### VORGEGEBENER TEXT
• • • •
„Religion ist ein Brandbeschleuniger“ – so lautete die Antwort des Referenten Carsten Frerk auf die zentrale Frage der Tagung. Zwar sei die Religion selten das alleinige Motiv für einen kriegerischen Konflikt, beim Vorliegen einer Gemengelage widerstrebender Interessen würden durch religiöse Unterschiede Kriege jedoch entfacht und angeheizt.
Angesichts der aktuellen Kriege im Namen des Islam war bereits im Vorfeld der Tagung klar, dass es sich bei der Frage nach dem Zusammenhang von Religion und Krieg um ein äußerst drängendes praktisches Phänomen handelt. Und auch, dass der Islam eine nicht unbedeutende Rolle in den Betrachtungen spielen würde.
• • • •
### DEINE AUFGABE
Schreib den Text oben über Religion und Krieg vollständig und Wort für Wort ab.
• • • •
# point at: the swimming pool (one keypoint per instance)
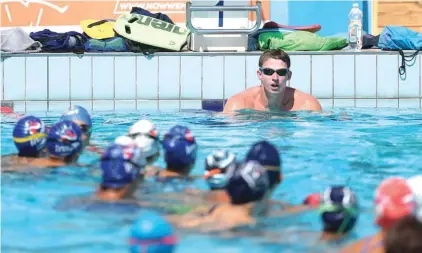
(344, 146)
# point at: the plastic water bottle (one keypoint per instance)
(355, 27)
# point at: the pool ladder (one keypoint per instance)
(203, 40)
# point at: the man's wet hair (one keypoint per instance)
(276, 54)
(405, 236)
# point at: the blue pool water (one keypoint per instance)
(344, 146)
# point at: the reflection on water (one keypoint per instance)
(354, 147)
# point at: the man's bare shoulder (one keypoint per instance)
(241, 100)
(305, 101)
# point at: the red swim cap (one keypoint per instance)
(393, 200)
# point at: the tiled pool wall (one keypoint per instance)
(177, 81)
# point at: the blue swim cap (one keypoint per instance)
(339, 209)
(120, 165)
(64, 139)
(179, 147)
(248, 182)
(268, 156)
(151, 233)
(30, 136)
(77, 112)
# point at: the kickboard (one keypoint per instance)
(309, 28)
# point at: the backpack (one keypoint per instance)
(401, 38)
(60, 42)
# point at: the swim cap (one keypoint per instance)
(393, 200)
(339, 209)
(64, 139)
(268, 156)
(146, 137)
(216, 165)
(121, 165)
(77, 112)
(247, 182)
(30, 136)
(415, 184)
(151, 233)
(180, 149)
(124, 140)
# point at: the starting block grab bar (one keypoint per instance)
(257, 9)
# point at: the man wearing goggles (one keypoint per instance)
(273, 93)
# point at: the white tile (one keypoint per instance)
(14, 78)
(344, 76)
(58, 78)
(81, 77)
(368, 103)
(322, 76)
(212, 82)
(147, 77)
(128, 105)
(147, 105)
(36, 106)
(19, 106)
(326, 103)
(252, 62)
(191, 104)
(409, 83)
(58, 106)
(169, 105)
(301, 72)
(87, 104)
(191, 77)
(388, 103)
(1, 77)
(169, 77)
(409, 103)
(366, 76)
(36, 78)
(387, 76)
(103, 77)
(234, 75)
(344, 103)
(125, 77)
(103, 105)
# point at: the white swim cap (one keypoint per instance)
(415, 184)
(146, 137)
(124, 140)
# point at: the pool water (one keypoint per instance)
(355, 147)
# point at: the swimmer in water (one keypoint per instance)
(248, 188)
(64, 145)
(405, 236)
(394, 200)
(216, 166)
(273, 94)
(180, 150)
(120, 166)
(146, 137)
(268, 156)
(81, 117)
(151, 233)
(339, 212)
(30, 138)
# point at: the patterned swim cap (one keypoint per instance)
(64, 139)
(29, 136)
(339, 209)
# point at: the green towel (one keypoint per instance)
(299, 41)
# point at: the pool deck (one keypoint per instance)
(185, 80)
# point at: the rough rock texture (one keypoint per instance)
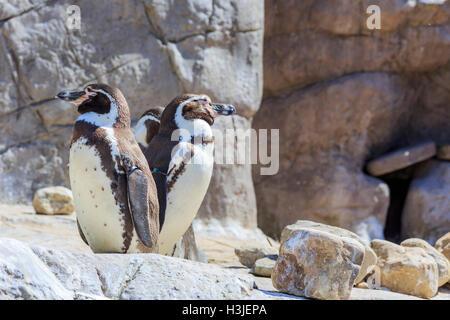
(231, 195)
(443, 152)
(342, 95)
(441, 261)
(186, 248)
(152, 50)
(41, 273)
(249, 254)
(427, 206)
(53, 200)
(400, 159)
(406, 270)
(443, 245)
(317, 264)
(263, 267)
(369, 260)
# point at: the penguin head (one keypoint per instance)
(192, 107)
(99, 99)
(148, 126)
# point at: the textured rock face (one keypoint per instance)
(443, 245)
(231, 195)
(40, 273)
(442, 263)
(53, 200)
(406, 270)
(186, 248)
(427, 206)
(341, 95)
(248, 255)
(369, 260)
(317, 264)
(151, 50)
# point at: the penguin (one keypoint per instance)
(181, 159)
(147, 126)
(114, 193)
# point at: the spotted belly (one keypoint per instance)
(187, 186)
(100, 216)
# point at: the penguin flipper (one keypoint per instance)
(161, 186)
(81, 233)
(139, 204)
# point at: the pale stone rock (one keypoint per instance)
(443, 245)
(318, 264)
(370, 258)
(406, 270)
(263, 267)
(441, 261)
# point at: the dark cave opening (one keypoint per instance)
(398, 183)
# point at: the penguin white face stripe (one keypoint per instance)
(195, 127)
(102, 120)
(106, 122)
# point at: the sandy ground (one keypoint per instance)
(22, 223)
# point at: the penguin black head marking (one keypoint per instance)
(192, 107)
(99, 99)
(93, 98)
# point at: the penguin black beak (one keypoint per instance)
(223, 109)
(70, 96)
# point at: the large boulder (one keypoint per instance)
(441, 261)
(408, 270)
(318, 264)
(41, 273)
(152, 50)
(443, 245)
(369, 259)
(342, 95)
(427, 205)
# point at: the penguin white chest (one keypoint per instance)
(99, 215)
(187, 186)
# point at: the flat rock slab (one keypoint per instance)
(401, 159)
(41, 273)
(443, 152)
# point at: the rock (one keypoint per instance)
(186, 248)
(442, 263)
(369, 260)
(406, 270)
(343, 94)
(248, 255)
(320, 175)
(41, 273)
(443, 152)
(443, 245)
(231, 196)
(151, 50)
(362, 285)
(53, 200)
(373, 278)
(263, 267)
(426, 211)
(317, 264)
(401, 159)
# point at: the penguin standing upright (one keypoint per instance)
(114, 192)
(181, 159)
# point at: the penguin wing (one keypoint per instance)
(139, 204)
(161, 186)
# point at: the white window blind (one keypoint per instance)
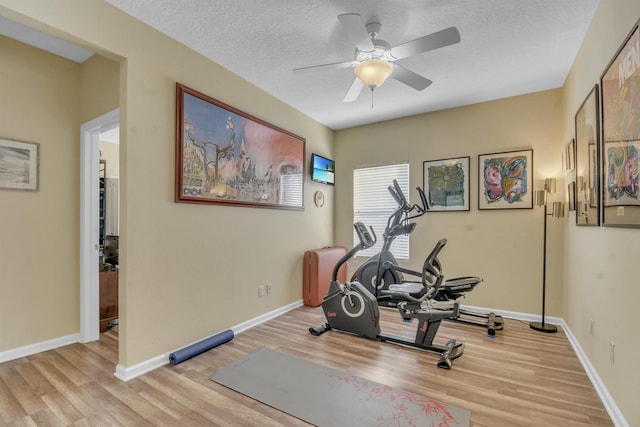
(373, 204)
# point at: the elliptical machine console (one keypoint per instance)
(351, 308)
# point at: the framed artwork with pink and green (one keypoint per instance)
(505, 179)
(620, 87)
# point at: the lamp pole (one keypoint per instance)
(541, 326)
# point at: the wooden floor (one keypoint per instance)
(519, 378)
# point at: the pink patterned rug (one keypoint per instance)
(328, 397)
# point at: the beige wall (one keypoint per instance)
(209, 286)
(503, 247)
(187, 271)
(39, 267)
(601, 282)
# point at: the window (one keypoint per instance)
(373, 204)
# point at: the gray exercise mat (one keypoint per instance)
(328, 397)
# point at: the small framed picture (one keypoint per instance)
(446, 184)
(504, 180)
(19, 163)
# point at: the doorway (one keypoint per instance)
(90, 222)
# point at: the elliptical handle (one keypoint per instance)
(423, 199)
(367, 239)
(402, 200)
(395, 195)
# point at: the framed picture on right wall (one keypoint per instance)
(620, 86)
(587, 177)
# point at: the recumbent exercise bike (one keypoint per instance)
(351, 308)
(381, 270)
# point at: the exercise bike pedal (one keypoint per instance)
• • • •
### LÖSUNG DER AUFGABE
„Religion ist ein Brandbeschleuniger“ – so lautete die Antwort des Referenten Carsten Frerk auf die zentrale Frage der Tagung. Zwar sei die Religion selten das alleinige Motiv für einen kriegerischen Konflikt, beim Vorliegen einer Gemengelage widerstrebender Interessen würden durch religiöse Unterschiede Kriege jedoch entfacht und angeheizt.
Angesichts der aktuellen Kriege im Namen des Islam war bereits im Vorfeld der Tagung klar, dass es sich bei der Frage nach dem Zusammenhang von Religion und Krieg um ein äußerst drängendes praktisches Phänomen handelt. Und auch, dass der Islam eine nicht unbedeutende Rolle in den Betrachtungen spielen würde.